Instructions to follow :: Return the listing below unchanged, minus its pictures.

Records for processing ::
--- START ---

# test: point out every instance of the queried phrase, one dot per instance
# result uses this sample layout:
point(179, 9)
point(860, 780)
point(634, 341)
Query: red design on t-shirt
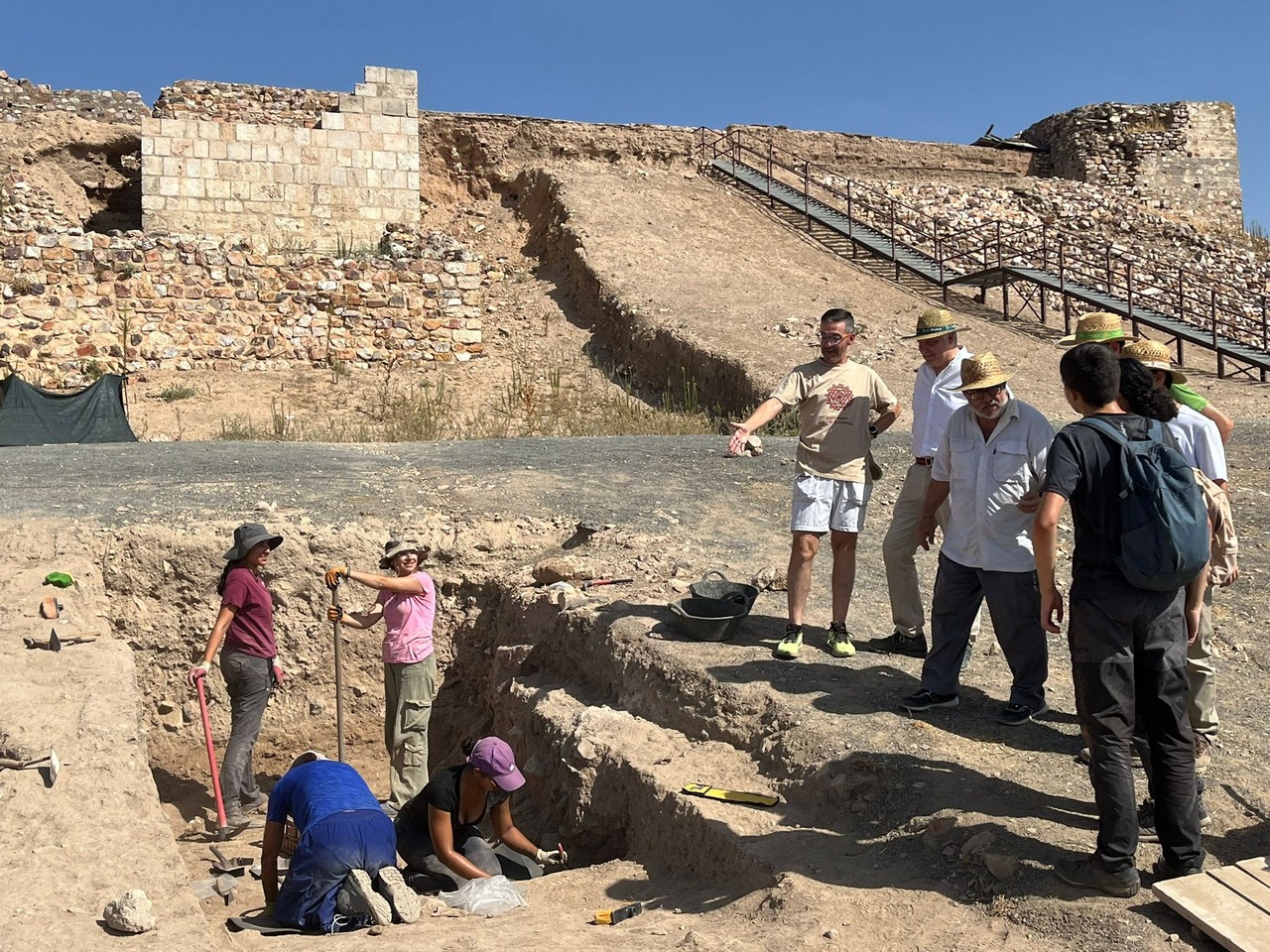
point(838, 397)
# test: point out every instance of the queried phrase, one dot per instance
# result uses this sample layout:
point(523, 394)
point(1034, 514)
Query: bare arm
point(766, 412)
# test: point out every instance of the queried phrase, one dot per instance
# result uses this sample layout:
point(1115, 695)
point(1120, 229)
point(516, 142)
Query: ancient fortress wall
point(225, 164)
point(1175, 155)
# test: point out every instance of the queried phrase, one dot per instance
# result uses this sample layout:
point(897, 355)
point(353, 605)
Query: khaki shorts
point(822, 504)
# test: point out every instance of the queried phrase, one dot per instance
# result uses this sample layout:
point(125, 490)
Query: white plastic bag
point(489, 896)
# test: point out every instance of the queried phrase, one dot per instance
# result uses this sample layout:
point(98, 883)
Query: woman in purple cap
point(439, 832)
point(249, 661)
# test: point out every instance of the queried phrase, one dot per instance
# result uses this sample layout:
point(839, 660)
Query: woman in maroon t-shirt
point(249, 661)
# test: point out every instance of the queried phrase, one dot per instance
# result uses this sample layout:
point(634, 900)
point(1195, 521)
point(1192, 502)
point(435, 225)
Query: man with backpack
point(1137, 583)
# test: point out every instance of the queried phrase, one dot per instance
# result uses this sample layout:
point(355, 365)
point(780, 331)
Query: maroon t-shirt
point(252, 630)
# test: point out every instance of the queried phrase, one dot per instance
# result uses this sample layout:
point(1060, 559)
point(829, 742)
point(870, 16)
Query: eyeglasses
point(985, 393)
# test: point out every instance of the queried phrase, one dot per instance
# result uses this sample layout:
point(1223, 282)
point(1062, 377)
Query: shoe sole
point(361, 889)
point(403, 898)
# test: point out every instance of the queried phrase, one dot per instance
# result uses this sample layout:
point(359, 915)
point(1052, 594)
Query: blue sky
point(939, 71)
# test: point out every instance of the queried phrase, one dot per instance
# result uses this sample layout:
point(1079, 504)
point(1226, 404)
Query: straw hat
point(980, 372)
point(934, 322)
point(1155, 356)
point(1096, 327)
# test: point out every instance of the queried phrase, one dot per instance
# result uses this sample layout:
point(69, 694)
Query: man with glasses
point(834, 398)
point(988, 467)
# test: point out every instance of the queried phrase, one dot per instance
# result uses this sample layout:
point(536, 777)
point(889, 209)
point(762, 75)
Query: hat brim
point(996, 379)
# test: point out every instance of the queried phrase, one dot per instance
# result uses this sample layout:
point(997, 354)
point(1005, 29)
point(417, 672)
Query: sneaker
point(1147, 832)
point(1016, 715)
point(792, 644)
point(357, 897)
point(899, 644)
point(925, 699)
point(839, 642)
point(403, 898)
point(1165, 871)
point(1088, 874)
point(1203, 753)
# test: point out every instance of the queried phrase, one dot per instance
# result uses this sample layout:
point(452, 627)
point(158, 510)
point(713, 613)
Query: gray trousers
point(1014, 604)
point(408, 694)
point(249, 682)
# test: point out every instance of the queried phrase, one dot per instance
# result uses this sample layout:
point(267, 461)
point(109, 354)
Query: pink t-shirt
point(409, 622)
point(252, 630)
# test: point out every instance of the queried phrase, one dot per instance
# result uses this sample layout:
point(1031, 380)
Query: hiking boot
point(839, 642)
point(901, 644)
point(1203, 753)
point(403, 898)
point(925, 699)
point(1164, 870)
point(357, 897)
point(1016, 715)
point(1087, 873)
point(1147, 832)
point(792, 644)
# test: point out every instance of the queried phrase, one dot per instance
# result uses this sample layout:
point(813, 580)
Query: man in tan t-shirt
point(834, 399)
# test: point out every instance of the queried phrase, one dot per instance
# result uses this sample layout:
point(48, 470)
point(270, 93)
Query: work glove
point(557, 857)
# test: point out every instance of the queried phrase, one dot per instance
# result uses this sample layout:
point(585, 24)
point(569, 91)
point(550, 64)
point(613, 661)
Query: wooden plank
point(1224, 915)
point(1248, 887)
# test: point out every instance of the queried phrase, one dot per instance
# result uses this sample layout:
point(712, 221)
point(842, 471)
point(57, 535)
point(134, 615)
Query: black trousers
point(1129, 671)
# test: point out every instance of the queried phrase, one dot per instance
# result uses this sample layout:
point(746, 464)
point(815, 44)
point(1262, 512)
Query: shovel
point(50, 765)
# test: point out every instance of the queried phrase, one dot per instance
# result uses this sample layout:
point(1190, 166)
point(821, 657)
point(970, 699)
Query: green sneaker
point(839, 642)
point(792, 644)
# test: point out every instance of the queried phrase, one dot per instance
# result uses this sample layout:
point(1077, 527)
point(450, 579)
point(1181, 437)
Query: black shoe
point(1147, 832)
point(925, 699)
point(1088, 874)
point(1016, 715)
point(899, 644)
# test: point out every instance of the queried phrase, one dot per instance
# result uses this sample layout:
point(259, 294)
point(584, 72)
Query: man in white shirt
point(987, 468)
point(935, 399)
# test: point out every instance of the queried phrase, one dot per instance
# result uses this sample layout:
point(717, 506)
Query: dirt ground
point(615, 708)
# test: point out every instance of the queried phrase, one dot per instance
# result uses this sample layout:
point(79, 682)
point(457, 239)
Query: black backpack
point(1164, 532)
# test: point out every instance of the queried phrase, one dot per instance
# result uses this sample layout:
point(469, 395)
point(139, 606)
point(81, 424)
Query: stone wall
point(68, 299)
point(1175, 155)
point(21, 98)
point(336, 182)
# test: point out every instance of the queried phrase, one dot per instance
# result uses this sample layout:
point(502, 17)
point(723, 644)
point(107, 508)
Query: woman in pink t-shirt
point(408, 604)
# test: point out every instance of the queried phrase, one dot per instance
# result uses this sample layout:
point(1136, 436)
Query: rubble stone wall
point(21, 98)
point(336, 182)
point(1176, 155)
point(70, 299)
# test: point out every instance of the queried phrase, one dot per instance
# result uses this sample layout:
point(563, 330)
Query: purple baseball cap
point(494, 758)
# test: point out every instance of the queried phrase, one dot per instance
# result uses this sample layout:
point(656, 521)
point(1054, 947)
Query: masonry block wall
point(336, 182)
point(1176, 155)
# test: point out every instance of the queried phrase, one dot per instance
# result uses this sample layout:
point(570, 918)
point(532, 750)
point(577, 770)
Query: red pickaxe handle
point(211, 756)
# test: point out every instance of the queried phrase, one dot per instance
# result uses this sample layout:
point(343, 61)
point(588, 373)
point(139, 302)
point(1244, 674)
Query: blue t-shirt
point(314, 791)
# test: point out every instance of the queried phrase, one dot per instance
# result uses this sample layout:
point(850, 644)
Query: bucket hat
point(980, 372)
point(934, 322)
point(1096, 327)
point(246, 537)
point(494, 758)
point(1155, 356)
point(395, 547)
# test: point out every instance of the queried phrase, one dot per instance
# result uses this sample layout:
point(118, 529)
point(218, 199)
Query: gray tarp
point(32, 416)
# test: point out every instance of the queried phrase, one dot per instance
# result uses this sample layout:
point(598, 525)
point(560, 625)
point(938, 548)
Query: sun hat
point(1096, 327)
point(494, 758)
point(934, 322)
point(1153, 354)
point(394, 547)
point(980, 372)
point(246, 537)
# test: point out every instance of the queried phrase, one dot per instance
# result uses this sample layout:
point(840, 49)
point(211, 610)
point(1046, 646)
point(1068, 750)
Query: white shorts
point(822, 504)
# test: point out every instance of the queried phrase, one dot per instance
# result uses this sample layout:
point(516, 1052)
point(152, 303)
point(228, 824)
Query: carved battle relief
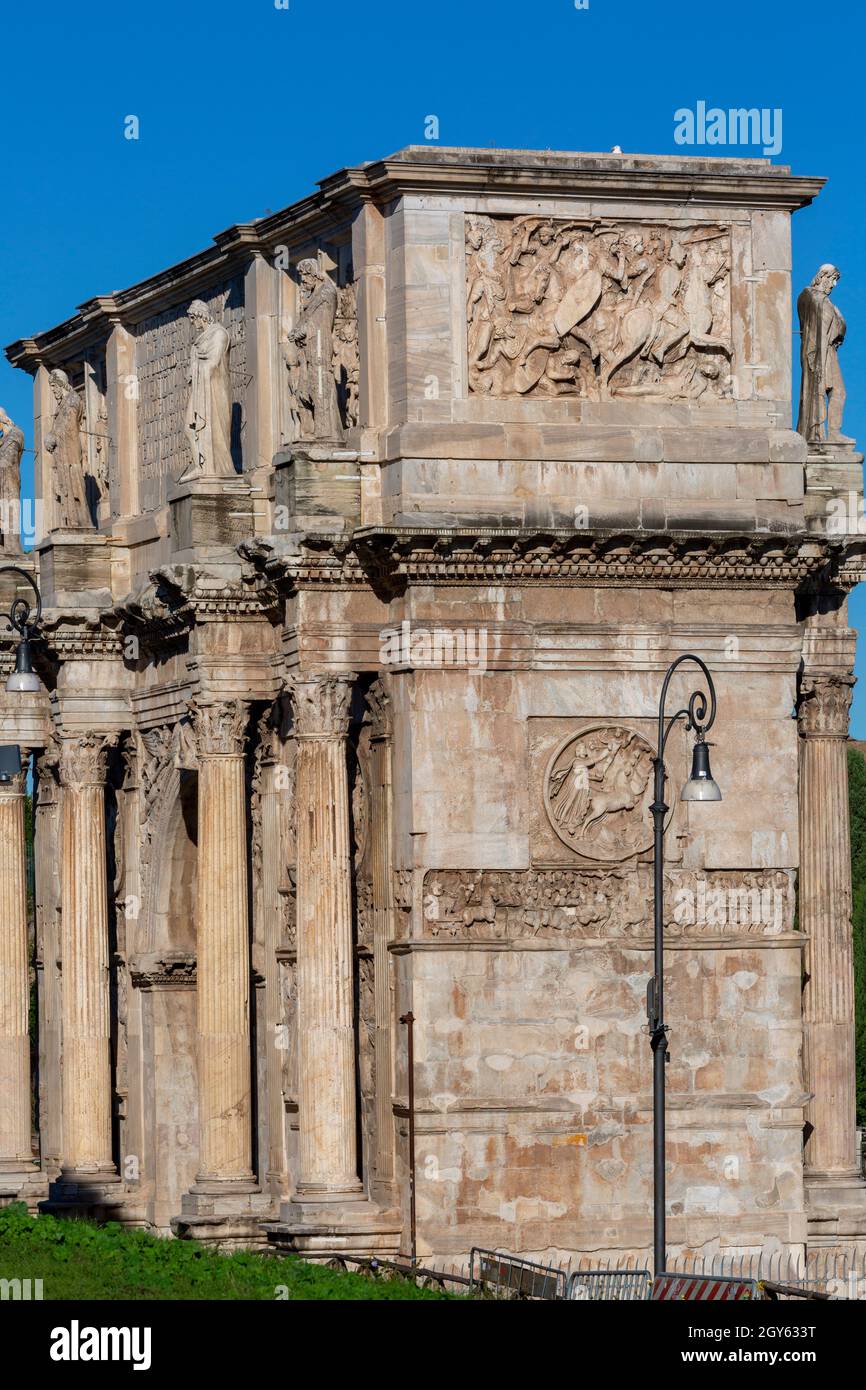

--- END ---

Expected output ::
# test: point out every instance of the queried phrase, one dot per instance
# result uses this sample layout:
point(179, 9)
point(860, 780)
point(634, 341)
Query: red design on t-shirt
point(838, 397)
# test: point out every instance of the queried phrase, one dot per instance
# result uses this sample layout:
point(523, 394)
point(1034, 514)
Query: bare arm
point(766, 412)
# test: point out every instance of the queried phrase, one dot per instance
# result uses this sample layout:
point(1115, 695)
point(1120, 229)
point(516, 142)
Query: ancient fortress wall
point(225, 164)
point(1175, 155)
# test: point out every instance of the queried phrase, one dot per instance
# result uses this sample layout:
point(897, 355)
point(353, 605)
Query: khaki shorts
point(822, 504)
# test: point out every instance of the queried phrase, one dot per instance
# result uses this sample layout:
point(125, 490)
Query: white plastic bag
point(489, 896)
# test: point out every instance of the queried phrase, one dot per instance
# result uses this sample layout:
point(98, 883)
Query: woman in purple cap
point(439, 832)
point(249, 661)
# test: point out every instance of the queried phrase, one dot per instance
# result uses this sample layout:
point(839, 660)
Query: woman in maroon t-shirt
point(249, 661)
# test: point out every instance of the queried phrase, one dot per instance
# result uses this sample layout:
point(634, 900)
point(1195, 521)
point(1192, 502)
point(435, 225)
Query: man with backpack
point(1137, 583)
# test: point out every instance of the queried phrase, one dot per instance
# result uses this sample layout:
point(355, 365)
point(780, 331)
Query: maroon t-shirt
point(252, 630)
# test: point out every instance of the queried phrase, one dot per instance
# result uses this sample layout:
point(1060, 559)
point(829, 742)
point(870, 16)
Query: eyeglasses
point(985, 393)
# test: point out every instance of the queried phrase, one dot per instance
# result uses this sample layout:
point(1223, 282)
point(1062, 377)
Query: shoe sole
point(361, 889)
point(403, 898)
# test: point out every instance of the queried phrase, one dot per instance
# result uses this sample layout:
point(359, 915)
point(1052, 594)
Query: blue sky
point(939, 71)
# test: point out every instance of the queried phrase, one dot per instance
# result uses this sample layout:
point(1079, 504)
point(1226, 404)
Query: straw hat
point(980, 372)
point(934, 322)
point(1155, 356)
point(1096, 327)
# test: point out every instance of the queried phrase, one dot per instance
# result uses this sample layout:
point(69, 694)
Query: man with glasses
point(834, 398)
point(988, 467)
# test: point out every instance of the queried phrase, one dot per instance
# result uses this sample layout:
point(536, 777)
point(889, 209)
point(762, 75)
Query: hat brim
point(996, 379)
# test: point out every instance of the queried phrase, one dot per instance
# result uses this sample layout:
point(997, 354)
point(1005, 29)
point(417, 672)
Query: sneaker
point(1147, 832)
point(1016, 715)
point(792, 644)
point(357, 897)
point(899, 644)
point(925, 699)
point(839, 642)
point(403, 898)
point(1165, 871)
point(1088, 874)
point(1203, 753)
# test: point out every instance of the queried phrase, one dot per instance
# result uses this sample layout:
point(452, 627)
point(158, 510)
point(713, 613)
Query: gray trousers
point(1014, 604)
point(408, 694)
point(249, 682)
# test: point out every instance of the queried phrase, one dot per instance
# result uses this sample layout:
point(267, 461)
point(109, 354)
Query: pink t-shirt
point(409, 622)
point(252, 630)
# test: point out every instance of the queried phrase, one dot per instance
# result uses this sample layout:
point(1031, 380)
Query: hiking boot
point(839, 642)
point(901, 644)
point(1203, 753)
point(403, 898)
point(925, 699)
point(1164, 870)
point(357, 897)
point(1016, 715)
point(1087, 873)
point(1147, 832)
point(792, 644)
# test: point out every instance of the queried phrase, one dot per instance
# result uses this sample layout:
point(813, 580)
Query: man in tan t-shirt
point(834, 399)
# test: point out every instance of the queried phrase, one dot per instance
# result uses this sample layout:
point(48, 470)
point(270, 93)
Query: work glove
point(557, 857)
# test: point out every instance of the queried phrase, one dot per instance
# result uses this sample layout:
point(585, 24)
point(569, 91)
point(550, 64)
point(613, 661)
Query: wooden plank
point(1224, 915)
point(1248, 887)
# test: point out every instance of the queried phrase, one dot per instance
# result uses this sample layout:
point(712, 221)
point(842, 471)
point(57, 535)
point(134, 615)
Query: black trousers
point(1129, 671)
# test: point out every instance of the queried phrase, one dot per instance
# result uses this sample layout:
point(746, 464)
point(815, 44)
point(1262, 512)
Query: shovel
point(50, 765)
# test: point out every instance of the queried phrase, one dot per instance
# result uses this sample layout:
point(1190, 166)
point(821, 657)
point(970, 699)
Query: green sneaker
point(839, 642)
point(792, 644)
# test: point out every instance of the queried phrase, one dot per instance
# result uses this sample layout:
point(1077, 527)
point(450, 579)
point(1181, 437)
Query: black shoe
point(1147, 832)
point(925, 699)
point(1088, 874)
point(1016, 715)
point(899, 644)
# test: point out every instance of the queried phrase, one dot per instance
# result uses this sample layout:
point(259, 294)
point(584, 72)
Query: man in white shirt
point(987, 468)
point(935, 399)
# test: point out every instance of the queried phrase, one dot per instance
# result uses this sample layout:
point(717, 506)
Query: dirt ground
point(615, 708)
# test: point out every instance of the queried phrase, one dot per instance
# result uses this sample layout:
point(79, 682)
point(457, 239)
Query: black backpack
point(1164, 532)
# test: point out every instance of the queried phrase, one dot per instance
# result uses this sample layout:
point(469, 395)
point(139, 606)
point(81, 424)
Query: stone wall
point(68, 299)
point(1175, 155)
point(21, 98)
point(336, 182)
# test: point out every instance of the queried phrase, one dot per instance
# result uses this sample layout:
point(502, 17)
point(723, 644)
point(107, 508)
Query: woman in pink t-shirt
point(408, 604)
# test: point out every instance of the queried phrase, one dot per instance
# result uses this sample layout:
point(1136, 436)
Query: rubble stone wall
point(21, 98)
point(336, 182)
point(1176, 155)
point(70, 299)
# test: point out every instance of the queried phrase, one dot per instance
# result uses this sample layout:
point(563, 330)
Query: purple baseball cap
point(494, 758)
# test: point out every instance of the queried phrase, one dot per instance
# result uses this sample layout:
point(656, 521)
point(1054, 947)
Query: masonry block wall
point(336, 182)
point(1176, 155)
# test: point out every instance of the queried phrase, one dot per instance
# result uses this sample layout:
point(570, 918)
point(532, 750)
point(577, 770)
Query: red pickaxe handle
point(211, 756)
# test: point out every instance of the queried phrase, one dot per instance
# result uses this sample layout:
point(343, 61)
point(588, 373)
point(139, 302)
point(1244, 674)
Query: blue t-shirt
point(314, 791)
# test: point out every instance of the queried phrase, one dot per instance
# result uses this sample layout:
point(850, 644)
Query: bucket hat
point(980, 372)
point(934, 322)
point(1096, 327)
point(246, 537)
point(494, 758)
point(1155, 356)
point(395, 547)
# test: point out every instance of the queried phrase, one dot per instance
# result uses this sample layout:
point(118, 529)
point(218, 199)
Query: gray tarp
point(32, 416)
# test: point out every instance of the queried phrase, one dot per instance
# result uses this sample layout:
point(598, 525)
point(560, 625)
point(938, 548)
Query: sun hat
point(1096, 327)
point(494, 758)
point(934, 322)
point(1153, 354)
point(394, 547)
point(980, 372)
point(246, 537)
# test: point out every instance of the queried phrase, one dot per instance
# result uses this sample layout:
point(840, 49)
point(211, 610)
point(1046, 646)
point(1068, 750)
Query: white shorts
point(822, 504)
# test: point out every instance of the queried phrase, one dot per instance
# result uses this sample layout:
point(516, 1052)
point(152, 303)
point(228, 824)
Query: carved battle relief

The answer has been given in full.